### Task set
1. From the household update below, list every person it refers to by a name, nickname, or family label, not counting the writer.
2. Edit the household update below by rewriting the part starting with "Mum seems happier" and going on through "that is meaningful.", replacing "groove" with "routine".
3. Continue the household update below from where it stops.
** Opening Text provided block **
Mum seems happier and I think getting things cleaned up will help even more. She’s gradually getting into a groove here, although she is still stuck in the sick-cycle, so we’ll know better when we get that knocked out and eradicated from the house. What I do know is she’s doing better than she was at her old home and that is meaningful.
Oldest seems to be gradually making steps in a positive direction, too. Youngest is floundering with end of semester school work, but I think that’s somewhat on her and I’m supportive but letting her own it. Oldest’s BFF is a great housemate and I think he’s finding his footing here, too. There is a lot of work to be done in setting up our support systems for staying on top of housework and division of labor, but that will get smoothed out when Mum and I aren’t dealing with this crud. I suppose a lot depends on getting our health back, but right now I can’t let that drag me down.
I miss Spicy Ginger. Even before the huge descent into illness, I was struggling a bit with the new situation. I love being here at our home and SG doesn’t come here to hang out – of course, how can he, when it has been germ central for the last 1.5 months? But he has never wanted to be in my space and always wants to be in his own space. That was fine when I lived next door – mostly – and fine when we were crammed into Mum’s old home, but now we’re here and I love our home. I want him to come here!
** Closing Text provided block **
** Opening Entries supplied block **
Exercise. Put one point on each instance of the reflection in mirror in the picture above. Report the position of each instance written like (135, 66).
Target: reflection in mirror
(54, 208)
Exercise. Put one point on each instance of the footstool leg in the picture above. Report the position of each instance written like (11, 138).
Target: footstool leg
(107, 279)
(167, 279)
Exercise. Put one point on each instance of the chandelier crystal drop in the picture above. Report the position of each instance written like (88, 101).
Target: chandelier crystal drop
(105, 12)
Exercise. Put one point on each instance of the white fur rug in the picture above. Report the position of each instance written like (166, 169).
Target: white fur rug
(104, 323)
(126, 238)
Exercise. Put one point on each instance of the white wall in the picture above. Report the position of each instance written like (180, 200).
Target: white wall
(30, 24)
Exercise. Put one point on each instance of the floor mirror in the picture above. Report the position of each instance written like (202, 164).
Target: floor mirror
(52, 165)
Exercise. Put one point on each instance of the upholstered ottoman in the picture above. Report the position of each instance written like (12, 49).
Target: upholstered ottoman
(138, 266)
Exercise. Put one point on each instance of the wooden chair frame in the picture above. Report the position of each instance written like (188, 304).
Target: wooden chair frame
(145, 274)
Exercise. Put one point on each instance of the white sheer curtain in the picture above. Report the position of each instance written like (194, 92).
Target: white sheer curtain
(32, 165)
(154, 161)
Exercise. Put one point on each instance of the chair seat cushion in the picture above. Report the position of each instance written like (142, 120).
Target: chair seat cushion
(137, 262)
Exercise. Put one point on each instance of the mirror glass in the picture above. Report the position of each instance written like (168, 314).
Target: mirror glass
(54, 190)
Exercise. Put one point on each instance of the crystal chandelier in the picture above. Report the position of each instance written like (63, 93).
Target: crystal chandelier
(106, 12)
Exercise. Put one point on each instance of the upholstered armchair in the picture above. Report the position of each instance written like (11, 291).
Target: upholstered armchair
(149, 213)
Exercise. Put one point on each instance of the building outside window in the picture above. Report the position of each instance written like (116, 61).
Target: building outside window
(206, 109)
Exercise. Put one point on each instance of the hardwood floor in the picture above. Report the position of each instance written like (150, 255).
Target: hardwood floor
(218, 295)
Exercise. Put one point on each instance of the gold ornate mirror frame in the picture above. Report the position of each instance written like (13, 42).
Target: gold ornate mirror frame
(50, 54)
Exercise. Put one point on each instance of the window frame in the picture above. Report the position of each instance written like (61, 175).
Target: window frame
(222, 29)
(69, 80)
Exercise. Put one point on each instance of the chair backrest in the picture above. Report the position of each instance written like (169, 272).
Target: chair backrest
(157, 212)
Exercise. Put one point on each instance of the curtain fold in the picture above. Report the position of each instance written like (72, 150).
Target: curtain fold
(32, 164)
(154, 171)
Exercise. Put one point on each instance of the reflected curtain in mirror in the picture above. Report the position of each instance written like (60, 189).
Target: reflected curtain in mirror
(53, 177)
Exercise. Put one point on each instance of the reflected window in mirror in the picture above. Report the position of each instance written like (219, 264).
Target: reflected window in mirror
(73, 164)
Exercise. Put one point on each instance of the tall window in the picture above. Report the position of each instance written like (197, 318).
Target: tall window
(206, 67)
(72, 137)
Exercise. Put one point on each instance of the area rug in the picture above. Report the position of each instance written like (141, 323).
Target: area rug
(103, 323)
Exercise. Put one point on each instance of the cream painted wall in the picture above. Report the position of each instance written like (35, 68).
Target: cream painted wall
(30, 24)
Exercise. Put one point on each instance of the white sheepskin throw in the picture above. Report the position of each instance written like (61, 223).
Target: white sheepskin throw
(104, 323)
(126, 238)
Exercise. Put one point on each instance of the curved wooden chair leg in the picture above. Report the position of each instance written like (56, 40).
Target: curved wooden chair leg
** Closing Entries supplied block **
### Answers to each task
1. Mum, Oldest, Youngest, Oldest's BFF, Spicy Ginger (SG)

2.
Mum seems happier and I think getting things cleaned up will help even more. She’s gradually getting into a routine here, although she is still stuck in the sick-cycle, so we’ll know better when we get that knocked out and eradicated from the house. What I do know is she’s doing better than she was at her old home and that is meaningful.

3.
I will also admit that I’m very comfortable because I’m with my family. I’m not lonely. No, it’s not the same, but I like my quiet times with my kitty and my little room with so much potential. I want to putter when I’m not feeling like leftovers that have been in the sun for a week.
I also really want to get the sewing machine set up and start creating again. I can feel the itch to create eating at me and I’ve been batting it aside because I am just trying to survive until I feel better. I hesitate to write this next bit, but want to be honest… I’m also feeling the urge to paint. I don’t know how long it has been – decades, maybe? I’ll push it out into the limewash for the brick on the house and the planting pots that I’m going to spray paint and the fence that I’m going to cover in dark stain, but I don’t think it will be enough.
I wonder if the reason the itch to create is back might have to do with the reduced stress of our new home? I love our space and the room to set up storage properly. I love that we each have our own room and great functioning bathrooms (it’s the little things, right?). I love the frustrating kitchen with the cupboards that are almost a pain in the ass, but not quite. I love the dining room space where the table and chairs fits perfectly.
I love this funky late 70s neighborhood, with no HOA, and lots of character. ALL of us are looking forward to the various holidays here, most especially Halloween and Christmas.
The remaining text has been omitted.